#### Records supplied

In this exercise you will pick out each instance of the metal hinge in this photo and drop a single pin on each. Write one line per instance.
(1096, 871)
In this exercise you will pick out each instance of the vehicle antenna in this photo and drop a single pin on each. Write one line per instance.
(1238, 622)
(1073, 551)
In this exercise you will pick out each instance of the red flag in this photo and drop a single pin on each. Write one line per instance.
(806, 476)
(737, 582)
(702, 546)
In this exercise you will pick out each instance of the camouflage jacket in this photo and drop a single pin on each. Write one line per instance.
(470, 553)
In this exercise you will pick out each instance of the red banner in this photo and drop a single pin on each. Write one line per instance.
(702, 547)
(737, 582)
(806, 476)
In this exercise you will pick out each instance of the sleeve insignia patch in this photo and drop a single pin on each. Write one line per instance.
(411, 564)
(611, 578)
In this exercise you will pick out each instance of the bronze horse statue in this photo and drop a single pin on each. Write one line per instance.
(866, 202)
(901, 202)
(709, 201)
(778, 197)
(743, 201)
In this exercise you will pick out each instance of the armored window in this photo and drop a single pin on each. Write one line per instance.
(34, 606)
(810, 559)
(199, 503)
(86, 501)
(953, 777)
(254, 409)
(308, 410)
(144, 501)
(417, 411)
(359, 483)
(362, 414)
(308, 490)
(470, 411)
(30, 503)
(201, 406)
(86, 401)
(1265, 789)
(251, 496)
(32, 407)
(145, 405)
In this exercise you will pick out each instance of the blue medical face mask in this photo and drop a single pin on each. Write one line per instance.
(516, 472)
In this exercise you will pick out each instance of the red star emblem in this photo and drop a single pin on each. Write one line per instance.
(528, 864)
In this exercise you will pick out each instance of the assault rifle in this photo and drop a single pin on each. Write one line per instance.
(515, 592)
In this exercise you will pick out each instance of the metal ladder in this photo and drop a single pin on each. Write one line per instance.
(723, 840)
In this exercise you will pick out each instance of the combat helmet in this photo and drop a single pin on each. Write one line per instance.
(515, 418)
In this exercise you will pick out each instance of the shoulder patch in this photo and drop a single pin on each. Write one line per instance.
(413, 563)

########

▶ **Work to do**
Recast all the material above as a two-column CSV with the headers "request" and "answer", one row per request. Put each request's text and its answer in one quoted field apiece, with line breaks turned into spaces.

▶ **Exercise solution**
request,answer
"In this exercise you will pick out each instance of the metal hinge in this photo and drop a single pin on each. Write one line per instance.","(1096, 871)"
"In this exercise you will pick out each instance of the vehicle antenna in this photo and drop a single pin on each. Write one line per instance.","(1238, 622) (1073, 551)"
"In this exercise you will pick out each instance of the red flag in this photo and drop a single pin on each. Write one line per instance.","(806, 476) (737, 582) (702, 546)"
"In this exercise you will pick out each instance of the camouflage jacket in this photo and drop a single pin on each. Write one line per instance.","(470, 553)"
"In this exercise you will pick out each instance of the red banner in this photo and drop a single pin on each. Write one line per instance.","(702, 547) (737, 582) (806, 476)"
"In this exercise you will pick out each instance of the sleeve insignia patch in this photo and drop a single pin on each. Write one line per instance.","(411, 564) (611, 578)"
"In this exercise you will pick out each instance of the bronze horse statue in this photo and drop a single pin on each. Write one line per instance.","(866, 202) (901, 202) (709, 201) (778, 197) (743, 201)"
"In this exercise you will pick out each instance of the armored window in this photo and drop a single pin on each. Write one line per instance.","(34, 606) (810, 559) (199, 503) (86, 501) (953, 777) (254, 409) (308, 410) (144, 501) (417, 411) (359, 483) (362, 414) (308, 490) (470, 411) (30, 503) (201, 406) (86, 401) (1265, 789) (251, 496) (32, 407) (145, 405)"
"In this exercise you will pick out each instance of the blue medical face mask in this photo and drop a single pin on each. Write one line per instance.","(516, 472)"
"In this exercise you will pick out each instance of the red star emblem in this photo and drop a single pin on each. Write one line per instance.","(528, 864)"
"In this exercise you will pick out each instance of the assault rifle in this photo and drop a single pin on each. Write one line per instance.","(515, 592)"
"In this exercise you will pick out each instance of the metal ladder in this photo and drop a single pin on each. Write one line per instance.","(723, 840)"
"In this exercise you will pick out each instance of the combat helmet in this photo and drop a single pin on each. Write one line per instance.","(515, 418)"
"In this exercise you will pick out each instance of the shoulder patch in this photo and drop a single pin on each. Write one line per instance.","(413, 563)"